Recast the part of the records that opens with the line containing "Q: Point to every instance of the taro" and closes with the line containing "Query: taro leaf" as a Markdown table, one row per line, with the columns Row and Line, leaving out any blank lines.

> [Source data]:
______________________________
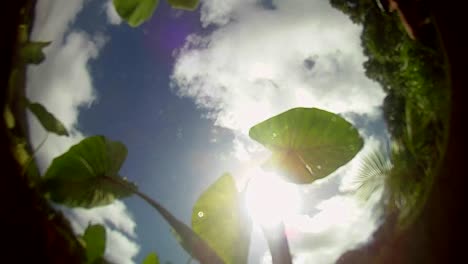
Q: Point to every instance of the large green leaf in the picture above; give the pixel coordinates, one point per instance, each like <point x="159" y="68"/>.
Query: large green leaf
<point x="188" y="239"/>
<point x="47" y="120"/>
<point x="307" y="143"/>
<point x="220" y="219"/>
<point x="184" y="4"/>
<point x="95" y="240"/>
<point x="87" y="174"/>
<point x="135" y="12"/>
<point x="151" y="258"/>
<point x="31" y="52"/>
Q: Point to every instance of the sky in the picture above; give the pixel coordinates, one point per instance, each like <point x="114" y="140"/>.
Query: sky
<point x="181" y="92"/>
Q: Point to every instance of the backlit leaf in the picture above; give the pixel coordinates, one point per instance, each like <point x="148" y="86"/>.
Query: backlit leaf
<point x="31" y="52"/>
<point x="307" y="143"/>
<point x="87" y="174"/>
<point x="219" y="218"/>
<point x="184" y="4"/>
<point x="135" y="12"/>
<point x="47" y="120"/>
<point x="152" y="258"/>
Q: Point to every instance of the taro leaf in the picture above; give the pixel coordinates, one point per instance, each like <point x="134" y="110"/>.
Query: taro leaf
______________________________
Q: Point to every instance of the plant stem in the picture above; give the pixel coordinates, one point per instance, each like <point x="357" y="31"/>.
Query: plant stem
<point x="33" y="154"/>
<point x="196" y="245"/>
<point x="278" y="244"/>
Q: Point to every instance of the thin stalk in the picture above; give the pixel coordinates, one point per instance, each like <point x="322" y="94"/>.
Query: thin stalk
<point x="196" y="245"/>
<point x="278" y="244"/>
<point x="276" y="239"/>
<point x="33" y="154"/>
______________________________
> [Response for this exercise]:
| Row | Line |
|---|---|
| 1 | Q: Point to every instance of the taro leaf in the picture above; give the pixel coordinates, one point per instance, each like <point x="134" y="110"/>. |
| 2 | Query: taro leaf |